Exercise details: Determine how many lines in the entries below include "parking". The reply should be that number and nothing else.

· · ·

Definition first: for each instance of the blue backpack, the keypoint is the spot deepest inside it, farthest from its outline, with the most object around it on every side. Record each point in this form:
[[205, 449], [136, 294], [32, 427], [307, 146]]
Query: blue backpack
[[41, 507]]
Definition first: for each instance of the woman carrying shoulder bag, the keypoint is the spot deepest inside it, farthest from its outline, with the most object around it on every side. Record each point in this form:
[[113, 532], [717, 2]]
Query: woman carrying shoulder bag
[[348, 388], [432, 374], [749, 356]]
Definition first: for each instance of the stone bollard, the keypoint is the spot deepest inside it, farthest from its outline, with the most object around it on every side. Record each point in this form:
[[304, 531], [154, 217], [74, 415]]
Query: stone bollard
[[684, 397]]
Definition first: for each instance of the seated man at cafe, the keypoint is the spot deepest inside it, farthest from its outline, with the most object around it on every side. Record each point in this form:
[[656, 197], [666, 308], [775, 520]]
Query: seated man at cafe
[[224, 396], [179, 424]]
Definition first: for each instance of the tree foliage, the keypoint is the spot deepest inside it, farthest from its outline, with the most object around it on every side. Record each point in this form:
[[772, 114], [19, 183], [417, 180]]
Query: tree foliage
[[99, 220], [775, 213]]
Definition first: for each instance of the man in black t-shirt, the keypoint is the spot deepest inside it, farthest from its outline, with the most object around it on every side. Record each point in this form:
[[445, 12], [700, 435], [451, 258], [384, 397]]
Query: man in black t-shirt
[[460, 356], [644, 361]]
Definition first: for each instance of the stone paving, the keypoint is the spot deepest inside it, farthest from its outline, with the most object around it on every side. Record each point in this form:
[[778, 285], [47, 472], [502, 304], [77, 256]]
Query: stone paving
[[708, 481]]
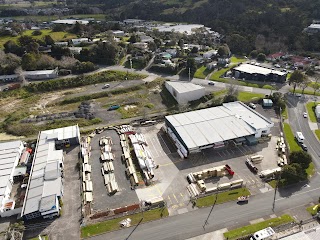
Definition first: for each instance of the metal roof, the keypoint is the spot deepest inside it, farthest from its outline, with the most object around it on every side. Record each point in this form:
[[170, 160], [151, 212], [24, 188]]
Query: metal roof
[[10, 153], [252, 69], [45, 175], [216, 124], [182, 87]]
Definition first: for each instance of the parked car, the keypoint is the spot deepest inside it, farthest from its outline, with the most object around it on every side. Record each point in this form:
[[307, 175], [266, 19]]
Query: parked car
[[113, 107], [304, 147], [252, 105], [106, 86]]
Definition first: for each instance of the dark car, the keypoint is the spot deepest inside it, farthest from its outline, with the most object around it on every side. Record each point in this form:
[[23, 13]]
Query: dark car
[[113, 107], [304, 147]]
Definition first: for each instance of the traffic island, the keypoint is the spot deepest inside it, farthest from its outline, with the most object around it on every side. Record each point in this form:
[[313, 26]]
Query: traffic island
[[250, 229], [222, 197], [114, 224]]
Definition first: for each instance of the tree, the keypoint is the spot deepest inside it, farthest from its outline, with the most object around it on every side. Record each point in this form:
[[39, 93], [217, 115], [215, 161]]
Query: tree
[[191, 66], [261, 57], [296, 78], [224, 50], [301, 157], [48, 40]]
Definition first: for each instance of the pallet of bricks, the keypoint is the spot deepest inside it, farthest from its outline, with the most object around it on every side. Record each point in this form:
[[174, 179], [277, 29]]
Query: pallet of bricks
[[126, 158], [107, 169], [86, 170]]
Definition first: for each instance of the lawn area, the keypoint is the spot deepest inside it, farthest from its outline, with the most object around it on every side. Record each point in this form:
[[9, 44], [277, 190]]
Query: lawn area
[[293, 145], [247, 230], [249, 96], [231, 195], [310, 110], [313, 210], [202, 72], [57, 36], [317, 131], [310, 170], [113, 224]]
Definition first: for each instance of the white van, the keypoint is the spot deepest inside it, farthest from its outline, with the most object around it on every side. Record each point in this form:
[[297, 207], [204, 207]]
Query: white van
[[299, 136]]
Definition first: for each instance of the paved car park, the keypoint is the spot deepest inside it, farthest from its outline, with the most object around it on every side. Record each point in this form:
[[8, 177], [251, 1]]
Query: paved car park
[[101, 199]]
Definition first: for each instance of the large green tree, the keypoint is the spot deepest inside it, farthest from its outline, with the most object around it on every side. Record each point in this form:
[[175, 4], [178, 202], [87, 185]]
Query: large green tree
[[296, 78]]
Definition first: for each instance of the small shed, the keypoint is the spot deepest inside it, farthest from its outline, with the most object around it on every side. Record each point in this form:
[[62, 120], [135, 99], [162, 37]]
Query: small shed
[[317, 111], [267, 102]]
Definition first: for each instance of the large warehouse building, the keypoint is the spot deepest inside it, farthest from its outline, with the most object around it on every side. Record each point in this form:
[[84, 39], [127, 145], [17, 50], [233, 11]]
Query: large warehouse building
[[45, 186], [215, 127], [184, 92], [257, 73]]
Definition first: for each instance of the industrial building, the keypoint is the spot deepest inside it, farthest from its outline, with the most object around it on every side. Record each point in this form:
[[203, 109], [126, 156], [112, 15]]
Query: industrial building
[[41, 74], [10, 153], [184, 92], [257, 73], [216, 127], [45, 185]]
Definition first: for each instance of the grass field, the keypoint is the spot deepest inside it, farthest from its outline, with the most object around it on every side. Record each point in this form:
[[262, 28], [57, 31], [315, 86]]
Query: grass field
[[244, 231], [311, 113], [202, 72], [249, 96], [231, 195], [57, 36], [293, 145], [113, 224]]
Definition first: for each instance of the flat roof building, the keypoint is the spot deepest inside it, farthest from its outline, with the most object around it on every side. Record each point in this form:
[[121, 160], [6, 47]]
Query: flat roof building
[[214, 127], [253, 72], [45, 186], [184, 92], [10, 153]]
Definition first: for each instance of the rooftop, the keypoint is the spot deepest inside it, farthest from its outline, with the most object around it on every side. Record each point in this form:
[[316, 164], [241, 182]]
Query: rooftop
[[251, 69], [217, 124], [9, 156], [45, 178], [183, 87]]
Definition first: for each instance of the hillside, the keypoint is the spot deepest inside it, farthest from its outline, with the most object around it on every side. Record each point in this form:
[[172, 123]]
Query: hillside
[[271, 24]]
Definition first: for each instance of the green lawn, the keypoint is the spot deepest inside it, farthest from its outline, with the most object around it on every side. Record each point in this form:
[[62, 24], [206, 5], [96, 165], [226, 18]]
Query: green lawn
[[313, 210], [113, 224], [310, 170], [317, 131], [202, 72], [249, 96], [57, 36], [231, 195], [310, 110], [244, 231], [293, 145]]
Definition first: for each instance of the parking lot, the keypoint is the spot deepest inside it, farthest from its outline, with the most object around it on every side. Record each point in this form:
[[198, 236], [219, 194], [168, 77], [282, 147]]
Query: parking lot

· · ·

Output for this task: 2